• Problem statement
Your task is to reproduce the material exactly.

• Given records
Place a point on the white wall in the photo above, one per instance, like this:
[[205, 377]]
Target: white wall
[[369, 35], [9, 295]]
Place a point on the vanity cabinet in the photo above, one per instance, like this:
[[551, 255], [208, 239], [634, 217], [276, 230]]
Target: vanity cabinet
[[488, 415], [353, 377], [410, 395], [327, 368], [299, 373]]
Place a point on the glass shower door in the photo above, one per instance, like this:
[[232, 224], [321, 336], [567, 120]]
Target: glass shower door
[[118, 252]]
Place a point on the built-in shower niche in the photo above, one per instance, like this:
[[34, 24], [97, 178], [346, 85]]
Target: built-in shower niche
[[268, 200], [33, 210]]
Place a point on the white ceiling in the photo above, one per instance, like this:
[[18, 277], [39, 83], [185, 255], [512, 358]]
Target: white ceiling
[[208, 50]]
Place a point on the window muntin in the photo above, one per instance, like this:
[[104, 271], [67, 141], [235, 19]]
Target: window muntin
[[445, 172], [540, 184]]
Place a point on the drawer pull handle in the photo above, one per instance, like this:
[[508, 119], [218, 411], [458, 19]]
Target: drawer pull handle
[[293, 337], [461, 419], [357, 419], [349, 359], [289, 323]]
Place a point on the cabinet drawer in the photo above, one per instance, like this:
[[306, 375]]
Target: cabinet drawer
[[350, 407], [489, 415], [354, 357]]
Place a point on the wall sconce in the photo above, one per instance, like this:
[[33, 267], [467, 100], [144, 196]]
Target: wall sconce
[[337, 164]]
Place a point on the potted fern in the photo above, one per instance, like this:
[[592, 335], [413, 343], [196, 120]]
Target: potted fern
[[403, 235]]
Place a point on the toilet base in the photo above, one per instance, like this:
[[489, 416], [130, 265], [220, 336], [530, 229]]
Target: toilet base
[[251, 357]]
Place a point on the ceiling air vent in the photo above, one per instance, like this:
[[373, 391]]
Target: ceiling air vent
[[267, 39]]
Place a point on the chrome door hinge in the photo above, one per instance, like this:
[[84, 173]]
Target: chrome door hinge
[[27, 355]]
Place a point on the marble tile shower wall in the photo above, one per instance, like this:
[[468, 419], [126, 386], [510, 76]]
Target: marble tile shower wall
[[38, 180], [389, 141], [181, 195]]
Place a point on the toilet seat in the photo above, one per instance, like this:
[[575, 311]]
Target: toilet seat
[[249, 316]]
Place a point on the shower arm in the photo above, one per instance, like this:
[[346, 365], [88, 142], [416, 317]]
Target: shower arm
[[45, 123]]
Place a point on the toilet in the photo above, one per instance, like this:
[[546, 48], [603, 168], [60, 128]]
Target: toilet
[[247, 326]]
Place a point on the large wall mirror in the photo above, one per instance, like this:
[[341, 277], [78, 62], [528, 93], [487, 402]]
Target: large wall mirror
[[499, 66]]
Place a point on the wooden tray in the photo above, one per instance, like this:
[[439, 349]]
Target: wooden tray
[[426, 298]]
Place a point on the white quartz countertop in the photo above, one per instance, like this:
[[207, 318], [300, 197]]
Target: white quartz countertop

• The result
Place a point on the white wall in the photo above, one per instance, like this:
[[205, 377]]
Target: white wall
[[369, 35], [9, 295]]
Place a point on the vanity cabinet in the photo above, one per instance, like this:
[[551, 255], [208, 239], [634, 217], [276, 230]]
Target: vanity cabinet
[[488, 415], [353, 377], [410, 395], [327, 368], [299, 373]]
Place a point on the glass shower door in the photo above, one per instance, like this:
[[232, 224], [321, 336], [567, 120]]
Target: glass shower door
[[118, 252]]
Place a point on the built-in shower niche in the photo above, one per instance, like this:
[[34, 24], [97, 178], [346, 85]]
Target: built-in shower niche
[[268, 200], [33, 210]]
Place a point on the white ceiling in the photo above, one per instance, like this:
[[18, 277], [39, 83], [185, 255], [512, 358]]
Target: white ceiling
[[208, 50]]
Place a point on the window muntin in the photo above, one per instance, like this:
[[104, 271], [67, 141], [235, 19]]
Target: window muntin
[[445, 172], [540, 184]]
Place a point on the drawer pull handle in the photo above, one per instance, like this:
[[508, 119], [218, 411], [458, 19]]
Target: drawer pull handle
[[293, 337], [461, 419], [357, 419], [349, 359], [289, 323]]
Place a point on the cabinet drawer in the photo above, one per instance, like this:
[[306, 375]]
Target: cabinet drawer
[[350, 407], [489, 415], [354, 357]]
Place a point on the wall sconce in the photo above, one per instance, like this:
[[33, 267], [467, 100], [144, 196]]
Target: wall sconce
[[337, 164]]
Place a point on the potted fern in the photo above, one per instance, like this:
[[592, 335], [413, 343], [196, 120]]
Target: potted fern
[[403, 235]]
Place a point on the toilet base in the photo above, one per instance, like this:
[[489, 416], [130, 265], [220, 336], [530, 229]]
Target: toilet base
[[251, 357]]
Place a point on the ceiling air vent in the photo above, one per instance, like this:
[[373, 391]]
Target: ceiling air vent
[[267, 39]]
Place a point on the chrome door hinge in the photo above, one per instance, like this:
[[84, 173]]
Target: chrome door hinge
[[27, 355]]
Place a point on the marble tile shower wall in the photo above, one per instance, like this:
[[468, 419], [126, 386], [510, 76]]
Target: marble tile shower wall
[[38, 180], [389, 141], [181, 195]]
Place a point on the toilet seat in the photo above, one per instance, like this:
[[575, 311]]
Target: toilet seat
[[249, 316]]
Place a point on the shower arm in the photo above, one per instance, like this:
[[346, 365], [88, 142], [416, 317]]
Target: shower arm
[[45, 123]]
Place a point on the toilet in the photo above, one per instance, like this:
[[546, 48], [603, 168], [60, 128]]
Target: toilet
[[247, 326]]
Place a point on the large wall mirror in the photo above, one per instance, like this:
[[341, 277], [78, 62], [528, 93], [487, 402]]
Target: large wall mirror
[[499, 66]]
Place a point on the wooden tray in the photo above, one per instance, like this:
[[439, 349]]
Target: wooden tray
[[426, 298]]
Place a point on the white quartz countertop in the photo above, one per instance, like this:
[[207, 318], [300, 197]]
Target: white quartz countertop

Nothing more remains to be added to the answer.